Listed entries:
** begin **
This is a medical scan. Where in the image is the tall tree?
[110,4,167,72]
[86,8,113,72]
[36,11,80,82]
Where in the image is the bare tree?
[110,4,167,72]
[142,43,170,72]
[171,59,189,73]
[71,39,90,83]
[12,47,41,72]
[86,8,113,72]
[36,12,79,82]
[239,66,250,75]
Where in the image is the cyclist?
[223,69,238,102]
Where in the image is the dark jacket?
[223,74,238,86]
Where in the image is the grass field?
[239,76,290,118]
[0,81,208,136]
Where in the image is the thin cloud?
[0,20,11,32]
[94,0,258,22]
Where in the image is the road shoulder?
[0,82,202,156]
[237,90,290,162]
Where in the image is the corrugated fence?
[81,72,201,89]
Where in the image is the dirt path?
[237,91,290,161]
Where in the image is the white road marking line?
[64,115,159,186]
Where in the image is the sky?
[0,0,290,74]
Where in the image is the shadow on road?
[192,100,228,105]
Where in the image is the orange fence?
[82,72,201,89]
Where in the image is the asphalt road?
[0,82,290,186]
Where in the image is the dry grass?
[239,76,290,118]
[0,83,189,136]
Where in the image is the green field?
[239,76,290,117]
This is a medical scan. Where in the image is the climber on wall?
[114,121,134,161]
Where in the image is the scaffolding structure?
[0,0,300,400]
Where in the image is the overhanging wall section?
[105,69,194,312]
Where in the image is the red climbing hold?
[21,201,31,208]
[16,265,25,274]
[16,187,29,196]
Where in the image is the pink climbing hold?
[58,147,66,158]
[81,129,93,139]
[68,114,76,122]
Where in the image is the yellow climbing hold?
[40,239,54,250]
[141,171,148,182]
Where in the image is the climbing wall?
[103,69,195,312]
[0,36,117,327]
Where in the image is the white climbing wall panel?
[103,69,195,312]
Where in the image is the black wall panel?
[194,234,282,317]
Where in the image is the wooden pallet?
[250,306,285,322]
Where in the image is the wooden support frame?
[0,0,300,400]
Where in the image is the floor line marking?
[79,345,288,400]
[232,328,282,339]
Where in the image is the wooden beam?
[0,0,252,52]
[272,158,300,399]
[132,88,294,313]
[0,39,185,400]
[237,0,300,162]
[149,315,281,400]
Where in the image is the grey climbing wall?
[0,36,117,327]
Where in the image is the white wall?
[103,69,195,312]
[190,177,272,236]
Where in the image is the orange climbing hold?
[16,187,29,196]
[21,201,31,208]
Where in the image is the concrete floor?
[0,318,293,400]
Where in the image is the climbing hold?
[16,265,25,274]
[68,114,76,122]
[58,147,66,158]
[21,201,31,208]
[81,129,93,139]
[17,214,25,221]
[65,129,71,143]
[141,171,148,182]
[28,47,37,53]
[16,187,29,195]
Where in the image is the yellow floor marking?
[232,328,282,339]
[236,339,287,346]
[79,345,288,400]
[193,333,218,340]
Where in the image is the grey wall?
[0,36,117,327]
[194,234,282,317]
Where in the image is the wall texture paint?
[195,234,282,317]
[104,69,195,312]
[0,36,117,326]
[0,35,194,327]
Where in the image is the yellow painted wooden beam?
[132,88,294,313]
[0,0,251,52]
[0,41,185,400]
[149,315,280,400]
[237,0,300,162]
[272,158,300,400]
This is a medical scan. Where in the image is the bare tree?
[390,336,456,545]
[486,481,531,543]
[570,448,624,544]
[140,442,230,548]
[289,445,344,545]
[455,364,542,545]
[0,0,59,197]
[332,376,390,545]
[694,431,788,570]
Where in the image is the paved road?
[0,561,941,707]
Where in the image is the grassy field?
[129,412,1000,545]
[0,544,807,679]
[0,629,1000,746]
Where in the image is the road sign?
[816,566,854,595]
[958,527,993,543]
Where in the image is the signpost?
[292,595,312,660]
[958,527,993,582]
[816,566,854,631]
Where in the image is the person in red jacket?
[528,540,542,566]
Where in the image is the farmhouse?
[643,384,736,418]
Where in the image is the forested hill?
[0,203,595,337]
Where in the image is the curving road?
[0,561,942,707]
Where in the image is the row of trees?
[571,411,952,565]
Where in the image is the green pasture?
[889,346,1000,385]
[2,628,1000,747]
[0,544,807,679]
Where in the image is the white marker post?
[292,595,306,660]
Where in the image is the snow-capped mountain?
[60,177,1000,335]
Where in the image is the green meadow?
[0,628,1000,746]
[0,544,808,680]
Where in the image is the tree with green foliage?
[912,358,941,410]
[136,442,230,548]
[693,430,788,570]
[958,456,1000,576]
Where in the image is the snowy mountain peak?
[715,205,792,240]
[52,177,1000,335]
** end **
What you should do: Write out every item above word for word, with no changes of any kind.

Answer below:
This is a medical scan. Where in the image is the tall tree?
[110,4,167,72]
[86,8,113,72]
[36,11,80,82]
Where in the image is the bare tree?
[110,4,167,72]
[142,43,170,72]
[171,59,189,73]
[71,39,90,83]
[12,47,41,72]
[86,8,113,72]
[36,12,79,82]
[239,66,250,75]
Where in the image is the cyclist?
[223,69,238,102]
Where in the image is the dark jacket?
[223,74,238,86]
Where in the image is the grass field?
[239,76,290,118]
[0,81,208,136]
Where in the image is the thin cloud?
[0,20,11,32]
[94,0,258,22]
Where in the image is the road shoulder?
[0,82,202,156]
[237,90,290,162]
Where in the image is the corrugated fence?
[81,72,201,89]
Where in the image is the dirt path?
[237,91,290,161]
Where in the image is the white road marking line?
[64,115,159,186]
Where in the image is the sky?
[0,0,290,74]
Where in the image is the shadow on road?
[192,100,228,105]
Where in the image is the orange fence?
[82,72,201,89]
Where in the image is the asphalt road?
[0,82,290,186]
Where in the image is the dry grass?
[239,76,290,118]
[0,83,189,136]
Where in the image is the green field?
[239,76,290,117]
This is a medical scan. Where in the image is the climber on wall?
[114,121,134,161]
Where in the image is the scaffolding structure?
[0,0,300,400]
Where in the image is the overhanging wall section?
[105,69,194,312]
Where in the image is the red climbing hold?
[21,201,31,208]
[16,265,25,274]
[16,187,29,196]
Where in the image is the pink climbing hold?
[58,147,66,158]
[81,129,93,139]
[68,114,76,122]
Where in the image is the yellow climbing hold?
[40,239,54,250]
[141,171,148,182]
Where in the image is the climbing wall?
[103,69,195,312]
[0,36,117,327]
Where in the image is the white climbing wall panel?
[103,69,195,312]
Where in the image is the black wall panel?
[194,234,282,317]
Where in the image is the wooden pallet?
[250,306,285,322]
Where in the image is the wooden support frame?
[0,0,300,400]
Where in the image is the floor line marking?
[79,345,288,400]
[232,328,282,339]
Where in the image is the wooden beam?
[0,0,252,52]
[272,158,300,399]
[132,88,294,313]
[0,39,185,400]
[237,0,300,162]
[149,315,281,400]
Where in the image is the grey climbing wall?
[0,36,117,327]
Where in the image is the white wall?
[103,69,195,312]
[190,177,272,236]
Where in the image is the orange climbing hold?
[16,187,29,196]
[21,201,31,208]
Where in the image is the concrete floor?
[0,318,293,400]
Where in the image is the climbing hold?
[16,265,25,274]
[68,114,76,122]
[58,147,66,158]
[21,201,31,208]
[81,129,93,139]
[17,214,25,221]
[65,129,71,143]
[141,171,148,182]
[28,47,37,53]
[16,187,29,195]
Where in the image is the yellow floor marking?
[232,328,282,339]
[236,339,287,346]
[79,345,288,400]
[193,333,218,340]
Where in the image is the grey wall?
[0,36,117,327]
[194,234,282,317]
Where in the image is the wall texture paint?
[195,234,282,317]
[104,69,195,312]
[0,36,117,326]
[0,35,194,327]
Where in the image is the yellow painted wooden beam?
[132,88,294,313]
[0,0,251,52]
[0,41,185,400]
[149,315,280,400]
[237,0,300,162]
[272,158,300,400]
This is a medical scan. Where in the image is the bare tree?
[390,336,456,545]
[486,481,531,543]
[570,448,624,544]
[140,442,230,548]
[289,445,344,545]
[455,364,542,545]
[0,0,59,197]
[332,376,390,545]
[694,431,788,570]
Where in the image is the paved road?
[0,561,941,707]
Where in the image is the grassy field?
[129,412,1000,545]
[0,544,807,679]
[0,629,1000,746]
Where in the image is the road sign?
[816,566,854,595]
[958,527,993,543]
Where in the image is the signpost?
[292,595,312,660]
[958,527,993,582]
[816,566,854,631]
Where in the image is the person in red jacket?
[528,540,542,566]
Where in the image is the farmhouse?
[643,384,736,418]
Where in the image is the forested hill?
[0,203,595,337]
Where in the image is the curving road?
[0,561,942,707]
Where in the image is the row of trees?
[571,411,952,565]
Where in the image is the green pasture?
[889,346,1000,385]
[2,628,1000,747]
[0,544,807,679]
Where in the image is the white marker post?
[292,595,306,660]
Where in the image is the snow-capped mountain?
[60,177,1000,335]
Where in the image is the green meadow?
[0,628,1000,746]
[0,544,808,680]
Where in the image is the tree with green foliage?
[912,358,941,410]
[136,442,230,548]
[693,430,788,570]
[958,456,1000,576]
Where in the image is the snowy mountain peak?
[715,205,792,240]
[52,177,1000,335]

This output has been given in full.